• _GIVEN PROBLEM_: Copy the data again from the line containing "Note: pick out every instance of the backpack" through the end, swapping "Keypoints" for "Points" and leaving everything else unchanged.

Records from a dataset
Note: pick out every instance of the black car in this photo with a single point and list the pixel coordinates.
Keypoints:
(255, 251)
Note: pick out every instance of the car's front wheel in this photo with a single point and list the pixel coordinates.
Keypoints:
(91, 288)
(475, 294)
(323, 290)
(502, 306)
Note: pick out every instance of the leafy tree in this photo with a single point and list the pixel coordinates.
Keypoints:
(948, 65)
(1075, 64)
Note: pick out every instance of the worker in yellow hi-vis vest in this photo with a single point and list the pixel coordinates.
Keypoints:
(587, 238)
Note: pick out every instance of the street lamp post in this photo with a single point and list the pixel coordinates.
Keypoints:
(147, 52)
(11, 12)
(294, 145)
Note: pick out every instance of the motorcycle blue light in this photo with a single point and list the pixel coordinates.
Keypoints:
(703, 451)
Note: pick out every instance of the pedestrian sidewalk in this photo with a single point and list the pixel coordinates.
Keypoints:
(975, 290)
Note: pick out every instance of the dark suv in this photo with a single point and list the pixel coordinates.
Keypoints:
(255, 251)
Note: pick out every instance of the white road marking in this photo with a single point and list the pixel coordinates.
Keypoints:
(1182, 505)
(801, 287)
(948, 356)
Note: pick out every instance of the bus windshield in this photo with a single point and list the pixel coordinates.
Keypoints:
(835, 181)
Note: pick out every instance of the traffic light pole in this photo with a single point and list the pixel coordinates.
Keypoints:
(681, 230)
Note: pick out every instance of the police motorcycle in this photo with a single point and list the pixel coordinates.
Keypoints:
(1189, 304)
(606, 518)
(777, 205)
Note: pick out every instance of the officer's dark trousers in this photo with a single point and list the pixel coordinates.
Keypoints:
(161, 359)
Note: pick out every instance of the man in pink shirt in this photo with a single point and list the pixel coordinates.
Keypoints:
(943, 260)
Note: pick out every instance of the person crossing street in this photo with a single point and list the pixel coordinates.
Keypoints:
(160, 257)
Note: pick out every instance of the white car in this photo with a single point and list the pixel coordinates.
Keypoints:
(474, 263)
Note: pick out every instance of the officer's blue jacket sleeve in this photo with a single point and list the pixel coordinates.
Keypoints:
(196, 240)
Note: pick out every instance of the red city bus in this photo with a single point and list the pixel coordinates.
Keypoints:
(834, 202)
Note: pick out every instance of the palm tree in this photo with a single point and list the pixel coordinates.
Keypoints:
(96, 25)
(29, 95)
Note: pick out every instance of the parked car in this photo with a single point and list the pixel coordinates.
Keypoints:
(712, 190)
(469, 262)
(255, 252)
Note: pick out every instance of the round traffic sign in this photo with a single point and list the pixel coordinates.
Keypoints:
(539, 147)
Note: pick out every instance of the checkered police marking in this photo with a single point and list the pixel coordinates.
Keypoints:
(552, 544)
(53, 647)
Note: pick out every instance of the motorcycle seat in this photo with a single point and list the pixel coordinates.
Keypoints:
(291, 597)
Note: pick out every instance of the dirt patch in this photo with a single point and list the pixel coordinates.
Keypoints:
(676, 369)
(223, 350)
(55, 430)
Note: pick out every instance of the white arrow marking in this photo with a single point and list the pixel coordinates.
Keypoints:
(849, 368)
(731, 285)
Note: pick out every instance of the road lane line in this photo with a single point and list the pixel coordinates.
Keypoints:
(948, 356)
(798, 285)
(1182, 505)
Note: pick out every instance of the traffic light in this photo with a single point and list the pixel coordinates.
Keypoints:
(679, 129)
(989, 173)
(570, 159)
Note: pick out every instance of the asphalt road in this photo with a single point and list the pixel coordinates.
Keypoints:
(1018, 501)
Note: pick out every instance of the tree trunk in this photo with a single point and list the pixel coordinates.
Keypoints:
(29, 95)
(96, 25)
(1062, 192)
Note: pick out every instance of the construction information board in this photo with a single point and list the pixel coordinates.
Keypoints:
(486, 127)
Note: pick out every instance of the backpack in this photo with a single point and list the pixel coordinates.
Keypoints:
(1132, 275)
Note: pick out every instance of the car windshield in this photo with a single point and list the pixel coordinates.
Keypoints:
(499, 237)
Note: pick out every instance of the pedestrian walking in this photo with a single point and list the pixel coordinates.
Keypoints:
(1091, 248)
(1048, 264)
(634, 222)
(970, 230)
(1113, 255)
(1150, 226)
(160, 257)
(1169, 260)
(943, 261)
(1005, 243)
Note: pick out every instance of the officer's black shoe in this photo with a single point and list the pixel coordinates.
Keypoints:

• _EXERCISE SOLUTION_:
Note: pick out every instance of the backpack in this photo with a single point and list the pixel coordinates.
Points:
(1132, 275)
Note: pick out every instance of the car windshield in this photo with a single point and list the pixel coordinates.
Points:
(499, 237)
Note: pick out every instance of the pedestrian walking in this photo with a single point and list the pixel coordinates.
Points:
(1091, 248)
(1048, 264)
(634, 222)
(970, 230)
(1113, 255)
(1150, 226)
(160, 257)
(1169, 260)
(943, 261)
(1005, 243)
Note: pick out every instance of the officer's black shoe in this photo with a single point and list the pixel coordinates.
Points:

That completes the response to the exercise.